* _Brano del documento_
::::::::
Palazzo Pitti – Anche un libro della famiglia di rav Piperno in mostra
Istituito nel 1570, il ghetto di Firenze sorgeva in pieno centro, dove è oggi piazza della Repubblica. Un luogo di segregazione. Ma anche il fulcro di un microcosmo umano, culturale e spirituale tutto da scoprire: ne svela alcune sfaccettature inedite la mostra “Gli ebrei, i Medici e il Ghetto di Firenze” inaugurata a Palazzo Pitti a cura di Piergabriele Mancuso, Alice S. Legé e Sefy Hendler: un percorso in cinque sezioni ricco di testimonianze, documenti e opere d’arte, con l’obiettivo di indagare l’intreccio fra vicenda medicea ed ebraica, tra gli alti e bassi della Storia. Il percorso si apre nella Firenze di Cosimo il Vecchio e del suo celebre nipote, il “Magnifico” Lorenzo, nell’atmosfera di relativa apertura del primo Rinascimento. Molto diverso invece lo spirito della Controriforma in cui fermentò il ghetto. L’inizio di anni sofferti e difficili per gli ebrei fiorentini, separati ora dal resto della società. Tratteggiando, per esempio, la vita straordinaria del gioielliere Moisé Vita Cafsuto e del pittore Jona Ostiglio. Entrambi di casa nella corte medicea in un periodo in cui, nel resto d’Italia, le porte erano spesso chiuse agli ebrei. Suggestivo, al termine del percorso, un modello tridimensionale del ghetto frutto di un decennio di ricerche condotte dallo Eugene Grant Jewish History Program del Medici Archive Project. La restituzione fisica di “un blocco, un grande condominio”, come spiegato dal curatore Mancuso a Pagine Ebraiche.
::::::::
* _Materiale mostrato_
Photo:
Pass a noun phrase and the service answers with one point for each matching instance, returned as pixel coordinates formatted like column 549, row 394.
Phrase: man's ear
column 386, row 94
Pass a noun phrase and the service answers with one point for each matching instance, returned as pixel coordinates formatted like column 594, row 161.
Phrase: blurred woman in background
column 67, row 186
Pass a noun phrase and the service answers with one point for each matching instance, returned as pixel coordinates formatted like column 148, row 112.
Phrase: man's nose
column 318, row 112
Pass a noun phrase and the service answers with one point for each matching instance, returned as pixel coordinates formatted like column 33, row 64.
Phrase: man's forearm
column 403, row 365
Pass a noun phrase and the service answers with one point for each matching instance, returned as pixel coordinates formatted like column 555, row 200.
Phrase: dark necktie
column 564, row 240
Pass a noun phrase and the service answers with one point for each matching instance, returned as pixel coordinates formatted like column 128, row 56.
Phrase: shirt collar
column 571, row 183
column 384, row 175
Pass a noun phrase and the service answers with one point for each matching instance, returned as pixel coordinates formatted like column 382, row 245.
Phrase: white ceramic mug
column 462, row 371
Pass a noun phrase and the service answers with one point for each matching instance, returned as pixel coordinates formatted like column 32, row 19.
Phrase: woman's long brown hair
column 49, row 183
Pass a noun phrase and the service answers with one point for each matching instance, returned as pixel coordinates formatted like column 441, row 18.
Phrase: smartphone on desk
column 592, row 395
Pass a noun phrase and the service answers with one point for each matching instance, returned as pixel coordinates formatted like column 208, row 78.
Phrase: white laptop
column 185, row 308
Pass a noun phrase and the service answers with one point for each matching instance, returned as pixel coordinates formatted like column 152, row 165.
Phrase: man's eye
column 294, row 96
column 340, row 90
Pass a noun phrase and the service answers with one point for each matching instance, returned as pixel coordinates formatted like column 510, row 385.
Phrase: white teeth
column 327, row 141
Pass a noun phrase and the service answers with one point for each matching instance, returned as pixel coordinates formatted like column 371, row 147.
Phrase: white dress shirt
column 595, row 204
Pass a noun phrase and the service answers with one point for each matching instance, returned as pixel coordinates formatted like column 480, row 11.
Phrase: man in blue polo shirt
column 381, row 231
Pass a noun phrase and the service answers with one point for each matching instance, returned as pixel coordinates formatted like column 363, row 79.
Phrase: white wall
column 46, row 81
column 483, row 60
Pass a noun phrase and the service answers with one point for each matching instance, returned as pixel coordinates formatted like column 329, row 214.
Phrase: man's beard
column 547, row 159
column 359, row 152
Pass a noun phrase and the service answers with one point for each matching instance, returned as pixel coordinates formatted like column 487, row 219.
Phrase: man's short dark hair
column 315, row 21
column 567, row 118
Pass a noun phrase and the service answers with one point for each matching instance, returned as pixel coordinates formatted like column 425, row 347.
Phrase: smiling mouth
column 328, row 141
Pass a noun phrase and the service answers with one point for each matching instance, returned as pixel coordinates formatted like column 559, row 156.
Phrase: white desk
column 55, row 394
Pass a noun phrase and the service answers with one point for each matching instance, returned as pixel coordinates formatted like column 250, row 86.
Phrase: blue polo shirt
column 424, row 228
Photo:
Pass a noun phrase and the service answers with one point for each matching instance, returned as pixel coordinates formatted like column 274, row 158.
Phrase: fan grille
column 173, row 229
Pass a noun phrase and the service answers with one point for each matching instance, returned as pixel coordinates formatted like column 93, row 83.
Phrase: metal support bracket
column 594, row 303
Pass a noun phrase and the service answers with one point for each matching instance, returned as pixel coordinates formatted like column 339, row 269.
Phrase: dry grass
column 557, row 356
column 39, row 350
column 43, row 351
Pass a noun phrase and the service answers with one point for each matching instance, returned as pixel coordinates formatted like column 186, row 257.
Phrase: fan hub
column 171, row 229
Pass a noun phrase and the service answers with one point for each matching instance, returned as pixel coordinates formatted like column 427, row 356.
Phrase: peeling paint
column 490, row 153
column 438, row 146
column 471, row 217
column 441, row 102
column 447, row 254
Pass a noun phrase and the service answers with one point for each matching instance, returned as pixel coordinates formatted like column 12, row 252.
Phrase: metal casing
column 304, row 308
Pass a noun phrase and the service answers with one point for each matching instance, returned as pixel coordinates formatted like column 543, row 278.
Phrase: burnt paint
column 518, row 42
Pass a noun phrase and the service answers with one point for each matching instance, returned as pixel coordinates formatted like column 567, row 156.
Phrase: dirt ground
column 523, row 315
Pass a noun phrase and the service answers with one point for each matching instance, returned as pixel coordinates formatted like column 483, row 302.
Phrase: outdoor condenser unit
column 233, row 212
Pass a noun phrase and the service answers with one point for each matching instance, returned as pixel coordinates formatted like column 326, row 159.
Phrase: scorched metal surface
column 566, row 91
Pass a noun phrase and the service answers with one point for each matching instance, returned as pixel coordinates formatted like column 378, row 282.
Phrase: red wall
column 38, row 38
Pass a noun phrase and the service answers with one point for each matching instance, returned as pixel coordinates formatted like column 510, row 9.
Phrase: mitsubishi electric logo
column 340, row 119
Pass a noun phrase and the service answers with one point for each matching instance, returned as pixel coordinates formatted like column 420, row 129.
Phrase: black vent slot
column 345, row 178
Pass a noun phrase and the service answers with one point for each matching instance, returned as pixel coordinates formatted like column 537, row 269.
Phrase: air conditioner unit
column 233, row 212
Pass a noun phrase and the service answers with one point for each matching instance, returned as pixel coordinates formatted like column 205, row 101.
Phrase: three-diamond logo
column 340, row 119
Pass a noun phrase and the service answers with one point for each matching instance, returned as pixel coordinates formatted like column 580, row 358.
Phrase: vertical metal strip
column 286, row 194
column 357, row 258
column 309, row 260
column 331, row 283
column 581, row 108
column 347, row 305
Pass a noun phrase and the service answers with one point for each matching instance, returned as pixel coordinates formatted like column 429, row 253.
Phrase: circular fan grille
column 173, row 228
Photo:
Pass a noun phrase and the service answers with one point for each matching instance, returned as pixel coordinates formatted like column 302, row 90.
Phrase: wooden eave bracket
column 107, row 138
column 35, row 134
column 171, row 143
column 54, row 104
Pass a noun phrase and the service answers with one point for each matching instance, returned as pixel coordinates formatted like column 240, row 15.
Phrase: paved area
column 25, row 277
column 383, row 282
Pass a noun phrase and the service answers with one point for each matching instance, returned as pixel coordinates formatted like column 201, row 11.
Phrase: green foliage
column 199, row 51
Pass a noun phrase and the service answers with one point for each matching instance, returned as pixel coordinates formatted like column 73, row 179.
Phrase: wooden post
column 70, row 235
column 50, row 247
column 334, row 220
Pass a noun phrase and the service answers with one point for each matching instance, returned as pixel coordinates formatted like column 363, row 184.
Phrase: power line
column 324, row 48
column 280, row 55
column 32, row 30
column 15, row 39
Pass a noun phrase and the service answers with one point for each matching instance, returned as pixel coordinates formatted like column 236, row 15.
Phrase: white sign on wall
::::::::
* _Compiti da svolgere_
1. Indica se ciascuna affermazione concorda con il brano sulla mostra di Palazzo Pitti: (a) il ghetto di Firenze fu istituito nel 1570; (b) la mostra si articola in sette sezioni; (c) il modello tridimensionale del ghetto si trova all'inizio del percorso. Rispondi sì o no e cita le parole decisive del brano.
2. Scrivi il seguito del brano sulla mostra di Palazzo Pitti a partire dopo la sua ultima frase.

* _Risposte all'esercizio_
1.
(a) Sì: «Istituito nel 1570, il ghetto di Firenze sorgeva in pieno centro».
(b) No: «un percorso in cinque sezioni».
(c) No: «Suggestivo, al termine del percorso, un modello tridimensionale del ghetto».

2.
“In un momento storico con nuove ondate di odio razziale contro gli ebrei, è importante rendere il grande pubblico partecipe delle sofferenze degli ebrei nella nostra città durante i tre secoli di esistenza del ghetto. Ma è ancor più fondamentale rendere noto il contributo ebraico alla cultura fiorentina e italiana, nonostante tutte le difficoltà“, ha detto il padrone di casa, il direttore degli Uffizi Eike Schmidt, con alle spalle la bandiera italiana, quella israeliana e quella europea. “Una straordinaria occasione di conoscenza, una mostra eccellente”, ha poi dichiarato il presidente della Fondazione Beni Culturali Ebraici in Italia, Dario Disegni. Una iniziativa nello spirito della Fondazione, ha poi aggiunto, con il suo obiettivo di “fare memoria diffusa e radicata della presenza ebraica sul territorio, che dura da oltre 2.200 anni”. Studiare la storia del complesso rapporto tra l’Italia e la sua minoranza ebraica “ha un grande valore anche in un momento come questo, in giornate di grande difficoltà, quando l’odio antisemita è da alcuni gridato e urlato, esposto come un vessillo”, ha affermato il presidente della Comunità ebraica fiorentina Enrico Fink. La Firenze ebraica è una piccola realtà le cui radici “affondano nel passato e in quel che questa mostra ci offre”, ha osservato il rabbino capo Gadi Piperno. La mostra è arricchita anche da una sua testimonianza famigliare: un libro di preghiera (siddur) del 1735 lasciatogli in eredità dalla nonna, che si apre con un’introduzione di Gian Gastone, l’ultimo granduca dei Medici.